WORK REQUEST. The pictures are to be dropped, and the records below are to be restated word for word.

INFORMATION SUPPLIED.
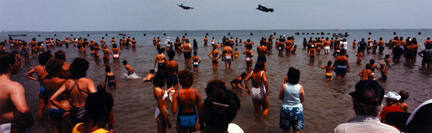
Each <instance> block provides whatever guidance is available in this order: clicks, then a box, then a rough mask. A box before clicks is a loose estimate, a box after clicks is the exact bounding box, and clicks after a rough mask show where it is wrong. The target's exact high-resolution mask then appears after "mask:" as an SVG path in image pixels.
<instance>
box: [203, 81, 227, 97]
mask: <svg viewBox="0 0 432 133" xmlns="http://www.w3.org/2000/svg"><path fill="white" fill-rule="evenodd" d="M223 90H226V86H225V82H224V81H222V80H218V79H215V80H210V81H209V82H208V83H207V87H206V89H205V92H206V95H207V97H209V96H211V95H213V94H214V93H216V92H219V91H223Z"/></svg>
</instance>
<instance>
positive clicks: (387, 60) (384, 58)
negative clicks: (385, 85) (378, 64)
mask: <svg viewBox="0 0 432 133" xmlns="http://www.w3.org/2000/svg"><path fill="white" fill-rule="evenodd" d="M384 61H385V62H386V66H388V67H391V66H390V63H391V62H390V55H388V54H386V56H385V57H384Z"/></svg>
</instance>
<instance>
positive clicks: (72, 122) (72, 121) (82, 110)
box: [69, 107, 86, 125]
mask: <svg viewBox="0 0 432 133" xmlns="http://www.w3.org/2000/svg"><path fill="white" fill-rule="evenodd" d="M85 113H86V109H85V108H84V107H79V108H78V107H73V108H72V109H71V110H70V114H69V117H70V120H71V122H72V124H73V125H75V124H77V123H80V122H83V121H84V114H85Z"/></svg>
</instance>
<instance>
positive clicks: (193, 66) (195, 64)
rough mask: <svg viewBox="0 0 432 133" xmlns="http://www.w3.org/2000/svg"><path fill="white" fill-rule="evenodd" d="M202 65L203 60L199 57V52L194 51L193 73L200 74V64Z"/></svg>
mask: <svg viewBox="0 0 432 133" xmlns="http://www.w3.org/2000/svg"><path fill="white" fill-rule="evenodd" d="M200 63H201V58H200V57H199V56H198V55H197V52H196V51H194V56H193V57H192V65H193V71H194V72H198V71H199V64H200Z"/></svg>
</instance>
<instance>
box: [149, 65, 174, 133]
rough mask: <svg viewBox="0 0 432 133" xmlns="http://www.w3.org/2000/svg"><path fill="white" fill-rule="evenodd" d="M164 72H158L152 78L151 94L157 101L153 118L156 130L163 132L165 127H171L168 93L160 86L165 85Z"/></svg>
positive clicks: (160, 132)
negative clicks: (155, 120) (163, 72)
mask: <svg viewBox="0 0 432 133" xmlns="http://www.w3.org/2000/svg"><path fill="white" fill-rule="evenodd" d="M163 75H164V73H161V72H158V73H157V74H156V76H155V78H154V79H155V80H153V95H154V97H155V99H156V102H157V108H156V111H155V119H156V123H157V132H158V133H165V132H166V128H167V127H168V128H171V123H170V121H169V119H168V94H167V92H168V91H169V90H165V89H163V88H162V87H164V85H165V80H164V78H163Z"/></svg>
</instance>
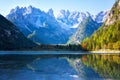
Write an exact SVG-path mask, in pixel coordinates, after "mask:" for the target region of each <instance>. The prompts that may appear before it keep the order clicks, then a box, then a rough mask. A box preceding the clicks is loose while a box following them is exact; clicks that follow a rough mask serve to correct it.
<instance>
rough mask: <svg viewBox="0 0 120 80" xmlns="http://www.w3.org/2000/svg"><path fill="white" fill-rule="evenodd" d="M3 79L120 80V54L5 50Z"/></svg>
mask: <svg viewBox="0 0 120 80" xmlns="http://www.w3.org/2000/svg"><path fill="white" fill-rule="evenodd" d="M0 80H120V54H115V53H113V54H112V53H111V54H100V53H99V54H95V53H94V54H92V53H84V52H72V51H71V52H70V51H38V52H35V51H33V52H25V51H22V52H4V51H2V52H0Z"/></svg>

FINISHED EXERCISE.
Each <instance> block provides whatever guidance is available in this order: clicks, then a box, then a rough mask. A box before clicks is a loose estimate, a box after clicks is the exact bounding box, and clicks after a rough mask show where it is wrong. The target's exact high-resolution mask then appears after "mask:" as an SVG path in image pixels.
<instance>
box: [203, 81, 227, 97]
mask: <svg viewBox="0 0 432 133" xmlns="http://www.w3.org/2000/svg"><path fill="white" fill-rule="evenodd" d="M223 90H226V86H225V82H224V81H222V80H218V79H215V80H210V81H209V82H208V83H207V87H206V89H205V92H206V95H207V97H209V96H211V95H213V94H214V93H216V92H219V91H223Z"/></svg>
</instance>
<instance>
positive clicks: (387, 60) (384, 58)
negative clicks: (385, 85) (378, 64)
mask: <svg viewBox="0 0 432 133" xmlns="http://www.w3.org/2000/svg"><path fill="white" fill-rule="evenodd" d="M384 61H385V62H386V66H388V67H391V66H390V63H391V62H390V55H388V54H386V56H385V57H384Z"/></svg>
</instance>
<instance>
positive clicks: (72, 122) (72, 121) (82, 110)
box: [69, 107, 86, 125]
mask: <svg viewBox="0 0 432 133" xmlns="http://www.w3.org/2000/svg"><path fill="white" fill-rule="evenodd" d="M85 113H86V109H85V108H84V107H79V108H78V107H73V108H72V109H71V110H70V114H69V117H70V120H71V122H72V124H73V125H75V124H77V123H80V122H83V121H84V114H85Z"/></svg>
</instance>
<instance>
positive clicks: (193, 66) (195, 64)
rough mask: <svg viewBox="0 0 432 133" xmlns="http://www.w3.org/2000/svg"><path fill="white" fill-rule="evenodd" d="M202 65L203 60L199 57V52L194 51L193 73L200 74V64Z"/></svg>
mask: <svg viewBox="0 0 432 133" xmlns="http://www.w3.org/2000/svg"><path fill="white" fill-rule="evenodd" d="M200 63H201V58H200V57H199V56H198V55H197V52H196V51H194V56H193V57H192V65H193V71H194V72H198V71H199V64H200Z"/></svg>
</instance>
<instance>
box: [149, 65, 174, 133]
rough mask: <svg viewBox="0 0 432 133" xmlns="http://www.w3.org/2000/svg"><path fill="white" fill-rule="evenodd" d="M164 72H158L152 78L151 94L157 101L153 118L156 130L163 132L165 127H171L168 93L160 86L165 85Z"/></svg>
positive clicks: (160, 132)
negative clicks: (155, 120) (163, 72)
mask: <svg viewBox="0 0 432 133" xmlns="http://www.w3.org/2000/svg"><path fill="white" fill-rule="evenodd" d="M163 75H164V73H161V72H158V73H157V74H156V76H155V78H154V79H155V80H153V95H154V97H155V99H156V102H157V108H156V111H155V119H156V123H157V132H158V133H165V132H166V128H167V127H168V128H171V123H170V121H169V119H168V94H167V92H168V91H169V90H165V89H163V88H162V87H164V85H165V80H164V78H163Z"/></svg>
</instance>
Write an exact SVG-path mask, in pixel coordinates, after "mask:" for the target region of each <instance>. The prompts that may appear before it keep the order clicks, then a box, then a rough mask. A box preceding the clicks is loose while a box following them is exact; clicks that follow a rough mask serve to correct it.
<instance>
rough mask: <svg viewBox="0 0 120 80" xmlns="http://www.w3.org/2000/svg"><path fill="white" fill-rule="evenodd" d="M3 79L120 80V54L5 50Z"/></svg>
mask: <svg viewBox="0 0 120 80" xmlns="http://www.w3.org/2000/svg"><path fill="white" fill-rule="evenodd" d="M0 80H120V54H115V53H113V54H112V53H111V54H100V53H99V54H95V53H94V54H92V53H84V52H72V51H71V52H70V51H38V52H35V51H33V52H25V51H22V52H4V51H2V52H0Z"/></svg>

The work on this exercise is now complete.